For the word "dark", find each line in the entries where it occurs and copy that line.
───── Extracted material
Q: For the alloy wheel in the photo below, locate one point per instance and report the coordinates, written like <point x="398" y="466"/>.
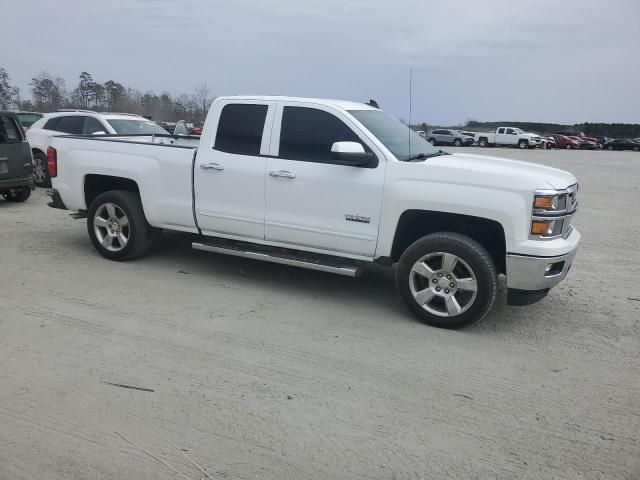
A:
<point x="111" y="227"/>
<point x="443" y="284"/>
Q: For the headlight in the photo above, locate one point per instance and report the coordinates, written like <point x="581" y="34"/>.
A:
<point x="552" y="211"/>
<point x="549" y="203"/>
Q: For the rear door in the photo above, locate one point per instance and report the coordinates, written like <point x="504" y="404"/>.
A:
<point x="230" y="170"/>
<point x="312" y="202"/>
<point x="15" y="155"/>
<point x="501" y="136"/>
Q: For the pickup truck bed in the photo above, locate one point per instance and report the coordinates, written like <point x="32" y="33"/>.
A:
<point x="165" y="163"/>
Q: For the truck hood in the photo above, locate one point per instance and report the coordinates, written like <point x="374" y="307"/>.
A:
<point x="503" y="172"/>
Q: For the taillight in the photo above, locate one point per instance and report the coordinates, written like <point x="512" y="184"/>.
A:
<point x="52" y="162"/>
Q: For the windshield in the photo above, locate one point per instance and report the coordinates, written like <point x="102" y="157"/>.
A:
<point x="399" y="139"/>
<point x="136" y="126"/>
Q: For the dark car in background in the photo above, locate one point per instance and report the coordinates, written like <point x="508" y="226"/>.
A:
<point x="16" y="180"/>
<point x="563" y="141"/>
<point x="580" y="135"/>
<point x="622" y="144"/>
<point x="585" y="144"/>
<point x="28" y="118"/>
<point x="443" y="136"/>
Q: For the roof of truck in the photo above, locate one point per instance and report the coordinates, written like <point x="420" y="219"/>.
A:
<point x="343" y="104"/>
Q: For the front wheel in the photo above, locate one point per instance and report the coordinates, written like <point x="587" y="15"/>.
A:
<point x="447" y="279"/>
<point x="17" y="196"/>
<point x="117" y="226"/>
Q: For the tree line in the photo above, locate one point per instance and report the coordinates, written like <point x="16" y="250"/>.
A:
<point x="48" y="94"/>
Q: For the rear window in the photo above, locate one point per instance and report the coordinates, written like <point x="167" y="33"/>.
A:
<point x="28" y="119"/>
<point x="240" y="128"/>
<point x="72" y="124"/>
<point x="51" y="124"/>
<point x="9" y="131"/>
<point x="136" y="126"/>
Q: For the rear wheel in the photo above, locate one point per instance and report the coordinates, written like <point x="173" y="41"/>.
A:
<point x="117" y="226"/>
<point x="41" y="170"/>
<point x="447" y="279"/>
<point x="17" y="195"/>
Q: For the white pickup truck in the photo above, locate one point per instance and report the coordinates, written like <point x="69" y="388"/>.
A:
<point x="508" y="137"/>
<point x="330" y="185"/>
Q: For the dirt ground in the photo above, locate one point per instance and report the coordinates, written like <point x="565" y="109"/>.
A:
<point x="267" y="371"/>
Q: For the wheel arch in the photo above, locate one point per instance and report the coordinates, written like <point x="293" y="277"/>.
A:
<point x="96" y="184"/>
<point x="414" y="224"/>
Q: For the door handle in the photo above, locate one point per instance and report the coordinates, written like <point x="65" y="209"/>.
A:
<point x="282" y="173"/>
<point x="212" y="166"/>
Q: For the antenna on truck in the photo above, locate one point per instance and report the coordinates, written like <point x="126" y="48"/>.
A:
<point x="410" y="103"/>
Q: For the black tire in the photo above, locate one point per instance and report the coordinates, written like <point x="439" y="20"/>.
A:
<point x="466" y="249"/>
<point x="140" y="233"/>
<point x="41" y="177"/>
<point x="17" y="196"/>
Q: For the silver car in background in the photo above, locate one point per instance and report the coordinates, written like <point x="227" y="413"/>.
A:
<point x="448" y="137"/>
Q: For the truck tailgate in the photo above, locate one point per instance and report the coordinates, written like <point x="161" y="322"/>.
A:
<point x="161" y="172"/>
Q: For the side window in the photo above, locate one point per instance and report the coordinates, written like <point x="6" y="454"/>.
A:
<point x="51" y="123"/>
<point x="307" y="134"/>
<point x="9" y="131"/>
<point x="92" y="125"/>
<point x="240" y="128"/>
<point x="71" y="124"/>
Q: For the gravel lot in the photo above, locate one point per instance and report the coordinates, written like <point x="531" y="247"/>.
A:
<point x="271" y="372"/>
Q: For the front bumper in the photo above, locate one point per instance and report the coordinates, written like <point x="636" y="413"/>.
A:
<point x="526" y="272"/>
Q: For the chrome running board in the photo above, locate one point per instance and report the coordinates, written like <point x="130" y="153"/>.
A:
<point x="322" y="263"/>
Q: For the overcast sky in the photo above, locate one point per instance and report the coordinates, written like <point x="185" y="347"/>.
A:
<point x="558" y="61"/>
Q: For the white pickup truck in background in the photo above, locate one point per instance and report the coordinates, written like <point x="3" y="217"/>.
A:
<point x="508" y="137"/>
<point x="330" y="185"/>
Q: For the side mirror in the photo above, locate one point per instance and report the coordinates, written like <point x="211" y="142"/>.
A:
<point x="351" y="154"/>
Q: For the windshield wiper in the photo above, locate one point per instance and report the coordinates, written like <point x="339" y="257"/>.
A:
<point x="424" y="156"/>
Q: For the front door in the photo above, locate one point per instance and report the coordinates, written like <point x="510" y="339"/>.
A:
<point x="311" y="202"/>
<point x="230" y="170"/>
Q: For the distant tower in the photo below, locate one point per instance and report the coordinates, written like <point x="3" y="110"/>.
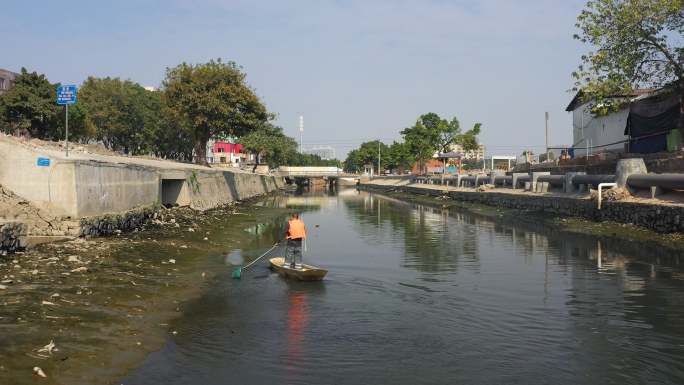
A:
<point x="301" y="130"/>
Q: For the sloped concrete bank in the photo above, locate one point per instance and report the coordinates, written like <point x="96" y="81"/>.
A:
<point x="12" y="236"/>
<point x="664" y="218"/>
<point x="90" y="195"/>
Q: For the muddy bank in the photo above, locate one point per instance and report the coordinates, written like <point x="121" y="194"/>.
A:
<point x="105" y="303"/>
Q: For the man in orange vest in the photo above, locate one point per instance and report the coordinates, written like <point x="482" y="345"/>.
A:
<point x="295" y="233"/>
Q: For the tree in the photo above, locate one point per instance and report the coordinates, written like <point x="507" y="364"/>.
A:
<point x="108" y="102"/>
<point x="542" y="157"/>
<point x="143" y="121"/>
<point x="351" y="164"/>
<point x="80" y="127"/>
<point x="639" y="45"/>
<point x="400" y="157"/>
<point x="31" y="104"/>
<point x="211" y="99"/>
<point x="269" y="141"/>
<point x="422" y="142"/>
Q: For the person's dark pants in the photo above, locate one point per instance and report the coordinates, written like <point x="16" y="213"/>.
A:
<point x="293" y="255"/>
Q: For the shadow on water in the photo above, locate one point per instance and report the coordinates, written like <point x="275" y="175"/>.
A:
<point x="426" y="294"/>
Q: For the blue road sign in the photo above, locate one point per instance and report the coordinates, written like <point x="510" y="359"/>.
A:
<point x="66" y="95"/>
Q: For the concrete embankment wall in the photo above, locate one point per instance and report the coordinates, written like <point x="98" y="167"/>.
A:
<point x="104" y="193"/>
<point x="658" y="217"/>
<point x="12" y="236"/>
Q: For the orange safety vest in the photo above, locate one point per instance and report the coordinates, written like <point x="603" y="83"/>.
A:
──────────
### Output for this exercise:
Q: For the dark car in background in the photo above, locate one point per instance and report the coordinates, written like <point x="508" y="226"/>.
Q: For the person's dark pants in the photo above, locate one point per instance and report the coordinates, written like <point x="16" y="213"/>.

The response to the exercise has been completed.